• **任务说明 A**:
下面这篇题解用图论方法解题时,构建的图有几个点,它们之间如何连接?

• **文本节选**:
------------

不正经的题解(但是能过

王为治  •  1年前

首先我们看到题目已经给出了代码了

但是我们可以用别的方法来做

例如图论

我们可以构建一个图,其中有3个点,1通向2,2通向3,并且将权值分别赋值为输入的两个数

再跑最短路算法就可以轻松通过此题

SPFA

#include <bits/stdc++.h>
//#pragma GCC optimize(2)
//#define int long long
#define endl '\n'
#define ll long long
#define ull unsigned long long
using namespace std;
const int N = 4000000;
const int M = 4000000;
int h[M],e[M],w[M],nxt[M],idx;
void add(int u, int v, int w_)
{
	e[idx]=v;
	w[idx]=w_;
	nxt[idx]=h[u];
	h[u]=idx++;
}
int n,m;
int dis[N],q[N],cnt[N];
bool vis[N];
bool flag = false;
void spfa(int st)
{

	int f=0;
	int t=0;
	int tmp;
	q[++t]=st;
	dis[st]=0;
	vis[st]=true;
	int V,W;
	while(f<t)
	{
		tmp = q[f+1];
		vis[tmp]=false;
		for(int i = h[tmp]; i != -1; i = nxt[i])
		{
			V = e[i];
			W = w[i];
			if(dis[V]>dis[tmp]+W)
			{
				dis[V]=dis[tmp]+W;
				if(!vis[V])
				{
					//cout << 'k' << endl;
					//cout << cnt[e[i]] << endl;
					if(++cnt[V]>=n)
					{
						cout << "YES" << endl;
						flag = true;
						return;
					}
					vis[V]=true;
					q[++t]=V;

				}
			}
		}
		f++;
	}
}
void solve()
{

	memset(e,0,sizeof(e));
	memset(w,0,sizeof(w));
	memset(nxt,0,sizeof(nxt));
	memset(q,0,sizeof(q));
	memset(vis,0,sizeof(vis));
	memset(cnt,0,sizeof(cnt));
	memset(dis,0x3f3f3f3f,sizeof(dis));
	idx = 0;
	flag = false;
	int u,v,w_;
	int st = 1;
	n = 3;
	int a__,b__;
	cin >> a__ >> b__;
	memset(h,-1,sizeof(h));
	add(1,2,a__);
	add(2,3,b__);
	spfa(st);
	cout << dis[3] << endl;
}

signed main()

------------

• **任务说明 B**:
展示下方条目中所有含有字符串“railing”的行。

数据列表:
------------

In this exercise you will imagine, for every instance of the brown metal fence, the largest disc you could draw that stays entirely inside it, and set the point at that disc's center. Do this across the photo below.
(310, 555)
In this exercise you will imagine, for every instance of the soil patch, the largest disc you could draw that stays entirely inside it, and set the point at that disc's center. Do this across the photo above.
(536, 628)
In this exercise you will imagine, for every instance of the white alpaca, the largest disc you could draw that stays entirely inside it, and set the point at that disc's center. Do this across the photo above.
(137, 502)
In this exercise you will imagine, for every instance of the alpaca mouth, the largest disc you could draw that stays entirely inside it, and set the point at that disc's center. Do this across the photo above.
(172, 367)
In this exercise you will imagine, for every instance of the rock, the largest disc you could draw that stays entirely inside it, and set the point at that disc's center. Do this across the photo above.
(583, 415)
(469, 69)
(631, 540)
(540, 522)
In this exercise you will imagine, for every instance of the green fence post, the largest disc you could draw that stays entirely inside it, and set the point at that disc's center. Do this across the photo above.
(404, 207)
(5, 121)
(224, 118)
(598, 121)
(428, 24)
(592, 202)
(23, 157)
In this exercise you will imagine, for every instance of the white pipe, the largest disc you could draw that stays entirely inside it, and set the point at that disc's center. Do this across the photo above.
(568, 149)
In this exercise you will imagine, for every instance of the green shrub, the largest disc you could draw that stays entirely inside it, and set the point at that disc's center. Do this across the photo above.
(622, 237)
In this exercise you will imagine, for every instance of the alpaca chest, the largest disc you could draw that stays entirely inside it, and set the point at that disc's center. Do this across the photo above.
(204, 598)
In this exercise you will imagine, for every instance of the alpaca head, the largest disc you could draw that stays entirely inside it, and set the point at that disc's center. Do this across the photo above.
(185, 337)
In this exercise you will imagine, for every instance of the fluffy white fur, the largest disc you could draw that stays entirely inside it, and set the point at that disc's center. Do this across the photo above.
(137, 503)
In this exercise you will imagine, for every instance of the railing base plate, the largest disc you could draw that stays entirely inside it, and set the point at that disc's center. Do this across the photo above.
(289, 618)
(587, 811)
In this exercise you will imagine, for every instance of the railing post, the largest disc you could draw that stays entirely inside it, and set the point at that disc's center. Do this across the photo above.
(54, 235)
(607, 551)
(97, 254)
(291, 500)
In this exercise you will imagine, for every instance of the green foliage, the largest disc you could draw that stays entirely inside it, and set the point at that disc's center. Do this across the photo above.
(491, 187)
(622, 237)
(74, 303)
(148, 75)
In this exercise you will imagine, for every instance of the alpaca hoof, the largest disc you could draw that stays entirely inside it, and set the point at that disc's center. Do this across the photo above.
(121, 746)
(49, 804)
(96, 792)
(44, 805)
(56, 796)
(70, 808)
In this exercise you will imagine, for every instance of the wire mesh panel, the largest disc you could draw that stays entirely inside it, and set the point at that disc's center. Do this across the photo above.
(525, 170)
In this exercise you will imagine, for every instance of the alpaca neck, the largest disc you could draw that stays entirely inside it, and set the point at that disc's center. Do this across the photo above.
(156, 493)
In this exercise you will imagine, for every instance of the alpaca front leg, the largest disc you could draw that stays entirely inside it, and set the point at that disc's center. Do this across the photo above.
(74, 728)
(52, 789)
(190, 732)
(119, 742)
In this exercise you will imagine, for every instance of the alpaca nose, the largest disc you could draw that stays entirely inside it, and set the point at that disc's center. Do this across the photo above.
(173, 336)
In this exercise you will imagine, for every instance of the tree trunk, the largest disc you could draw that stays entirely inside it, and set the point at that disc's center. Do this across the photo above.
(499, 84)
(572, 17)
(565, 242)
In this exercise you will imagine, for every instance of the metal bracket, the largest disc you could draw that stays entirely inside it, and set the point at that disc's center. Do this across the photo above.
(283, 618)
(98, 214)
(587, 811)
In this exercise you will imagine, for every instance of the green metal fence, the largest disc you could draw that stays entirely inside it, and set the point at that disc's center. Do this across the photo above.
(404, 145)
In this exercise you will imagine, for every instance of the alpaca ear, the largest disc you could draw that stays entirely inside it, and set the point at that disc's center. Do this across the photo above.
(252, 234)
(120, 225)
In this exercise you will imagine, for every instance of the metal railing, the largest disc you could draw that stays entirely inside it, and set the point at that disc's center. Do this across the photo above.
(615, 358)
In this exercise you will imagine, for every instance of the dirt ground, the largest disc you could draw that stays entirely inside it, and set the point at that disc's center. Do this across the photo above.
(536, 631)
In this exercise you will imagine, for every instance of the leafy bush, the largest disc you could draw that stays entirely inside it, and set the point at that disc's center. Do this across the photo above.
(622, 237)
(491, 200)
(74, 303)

------------

• **完整回答 A**:
图中有3个点,1通向2,2通向3。

• **完整回答 B**:
In this exercise you will imagine, for every instance of the railing base plate, the largest disc you could draw that stays entirely inside it, and set the point at that disc's center. Do this across the photo above.
In this exercise you will imagine, for every instance of the railing post, the largest disc you could draw that stays entirely inside it, and set the point at that disc's center. Do this across the photo above.
In this exercise you will imagine, for every instance of the metal railing, the largest disc you could draw that stays entirely inside it, and set the point at that disc's center. Do this across the photo above.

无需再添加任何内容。